▶ TASK DESCRIPTION: Copy the items below character for character, starting at their first line and ending with the line that contains "pixel 12 215", both lines included, and stop there.
* start SOURCE RECORDS *
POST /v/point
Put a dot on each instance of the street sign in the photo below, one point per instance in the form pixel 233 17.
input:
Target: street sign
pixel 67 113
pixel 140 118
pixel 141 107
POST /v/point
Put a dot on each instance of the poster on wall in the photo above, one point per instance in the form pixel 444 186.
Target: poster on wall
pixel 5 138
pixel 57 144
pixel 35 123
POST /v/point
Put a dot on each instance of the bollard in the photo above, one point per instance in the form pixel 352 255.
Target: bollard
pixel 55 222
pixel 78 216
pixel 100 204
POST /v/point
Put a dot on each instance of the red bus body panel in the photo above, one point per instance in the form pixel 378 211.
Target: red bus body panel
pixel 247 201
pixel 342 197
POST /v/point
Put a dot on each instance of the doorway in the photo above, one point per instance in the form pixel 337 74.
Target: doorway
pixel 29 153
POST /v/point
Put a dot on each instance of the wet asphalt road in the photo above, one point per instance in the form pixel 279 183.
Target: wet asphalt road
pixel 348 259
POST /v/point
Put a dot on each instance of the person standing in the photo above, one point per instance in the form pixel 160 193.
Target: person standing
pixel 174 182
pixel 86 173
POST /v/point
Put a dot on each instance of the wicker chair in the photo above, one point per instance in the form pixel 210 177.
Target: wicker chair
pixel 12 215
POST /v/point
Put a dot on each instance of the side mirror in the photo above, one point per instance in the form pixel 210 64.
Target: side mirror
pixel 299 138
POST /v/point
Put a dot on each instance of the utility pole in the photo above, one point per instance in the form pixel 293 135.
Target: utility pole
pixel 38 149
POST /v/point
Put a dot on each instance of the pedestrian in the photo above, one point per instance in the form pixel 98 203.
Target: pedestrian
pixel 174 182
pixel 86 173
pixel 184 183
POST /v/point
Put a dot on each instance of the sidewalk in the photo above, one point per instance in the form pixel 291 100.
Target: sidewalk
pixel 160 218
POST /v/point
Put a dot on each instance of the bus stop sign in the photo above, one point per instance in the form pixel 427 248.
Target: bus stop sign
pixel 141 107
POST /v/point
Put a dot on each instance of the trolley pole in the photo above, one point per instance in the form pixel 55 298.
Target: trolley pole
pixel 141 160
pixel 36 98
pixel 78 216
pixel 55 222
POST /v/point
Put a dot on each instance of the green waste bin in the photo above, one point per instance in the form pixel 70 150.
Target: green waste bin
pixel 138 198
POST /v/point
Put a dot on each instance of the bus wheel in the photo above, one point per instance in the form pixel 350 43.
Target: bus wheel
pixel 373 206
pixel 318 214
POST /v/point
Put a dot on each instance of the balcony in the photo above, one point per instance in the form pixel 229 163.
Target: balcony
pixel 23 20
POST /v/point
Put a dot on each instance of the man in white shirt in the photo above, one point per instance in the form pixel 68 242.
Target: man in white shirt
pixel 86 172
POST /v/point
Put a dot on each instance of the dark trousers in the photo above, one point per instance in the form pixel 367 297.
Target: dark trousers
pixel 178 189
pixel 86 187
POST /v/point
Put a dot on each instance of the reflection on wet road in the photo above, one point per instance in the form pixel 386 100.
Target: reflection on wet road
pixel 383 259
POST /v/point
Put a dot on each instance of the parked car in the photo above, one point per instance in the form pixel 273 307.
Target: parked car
* end SOURCE RECORDS *
▶ OUTPUT OF THE TASK:
POST /v/point
Put a dot on each instance of the street sign in the photo below, one point per instance in the form pixel 233 17.
input:
Target: street sign
pixel 67 113
pixel 140 118
pixel 141 107
POST /v/point
Put a dot on each instance of the poster on wall in the photo above, one point per instance in the form pixel 444 186.
Target: poster on wall
pixel 5 138
pixel 57 144
pixel 35 123
POST /v/point
Put a dot on each instance of the bollard in the photo above, one point per instance in the form pixel 352 255.
Target: bollard
pixel 55 222
pixel 78 216
pixel 100 204
POST /v/point
Put a dot on each instance of the red bus body panel in the photo above, one point per instance in the form pixel 378 211.
Target: red bus body panel
pixel 247 201
pixel 342 197
POST /v/point
Put a dot on each instance of the doorway in the photo above, one point per instance in the form pixel 337 74.
Target: doorway
pixel 29 153
POST /v/point
Put a dot on each instance of the wet asphalt road in the photo above, one point per instance in the form pixel 279 183.
Target: wet asphalt road
pixel 348 259
POST /v/point
Put a dot on each instance of the person standing in the photo above, one point per instance in the form pixel 160 193.
Target: person standing
pixel 174 182
pixel 86 173
POST /v/point
Put a dot on each instance of the wicker chair in the photo above, one point per instance in the form pixel 210 177.
Target: wicker chair
pixel 12 215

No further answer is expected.